**The task**
Pick out each line of the data below that contains the string "xmax", and copy those lines in full.

**Given information**
________________

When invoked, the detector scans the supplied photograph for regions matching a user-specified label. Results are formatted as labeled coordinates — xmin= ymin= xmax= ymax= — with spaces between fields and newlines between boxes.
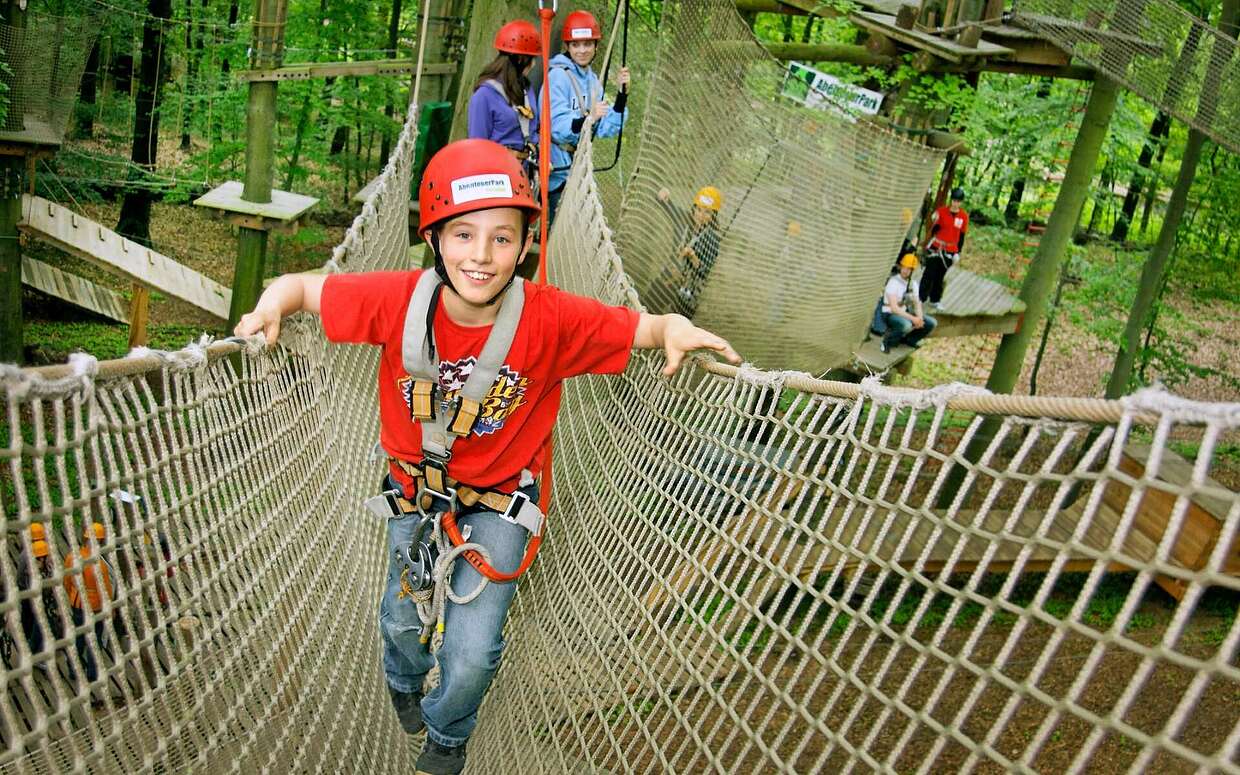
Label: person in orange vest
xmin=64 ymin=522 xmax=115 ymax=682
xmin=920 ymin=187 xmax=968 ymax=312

________________

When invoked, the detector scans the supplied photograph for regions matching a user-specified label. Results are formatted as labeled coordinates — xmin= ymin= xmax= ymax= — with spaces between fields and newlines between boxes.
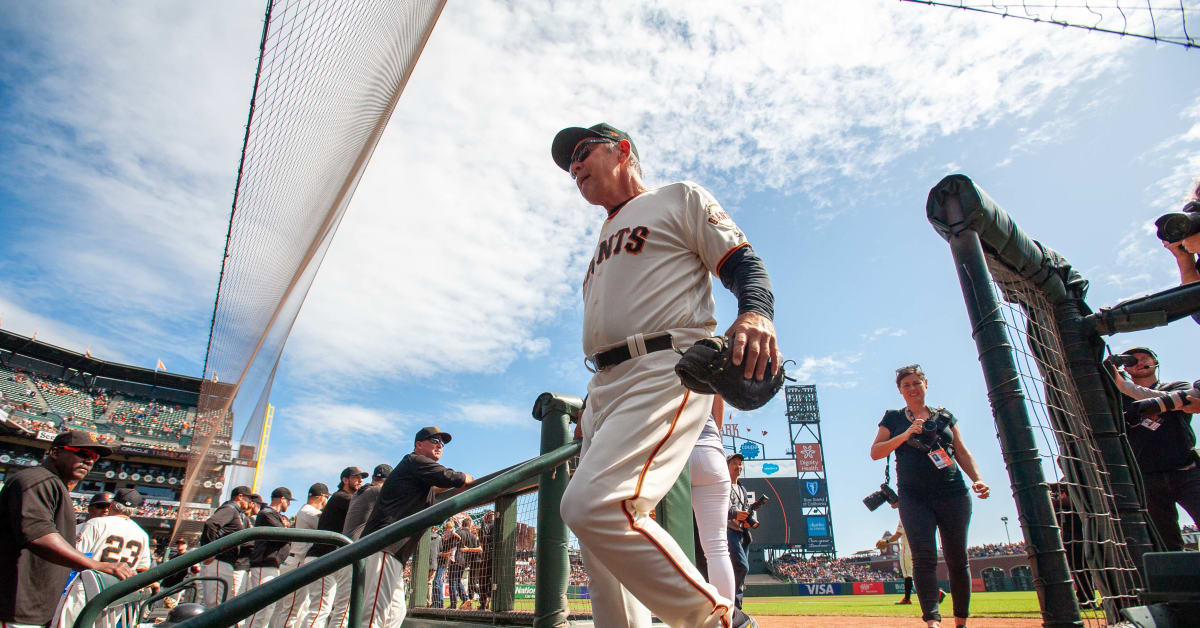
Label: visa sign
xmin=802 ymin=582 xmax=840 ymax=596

________________

**Final answer**
When invoked, the detector scans the supplied photograph for regions matching a user-specified label. Results are formatted as labeled coordinates — xmin= ymin= xmax= ymax= — with spaces between fields and newlines between boxes.
xmin=64 ymin=522 xmax=115 ymax=682
xmin=920 ymin=187 xmax=968 ymax=312
When invoked, the detector scans the supplied photograph for regions matching a user-specified label. Results are formatted as labeled coordinates — xmin= ymin= xmax= ymax= — with spaces between fields and newlines between boxes.
xmin=802 ymin=582 xmax=840 ymax=596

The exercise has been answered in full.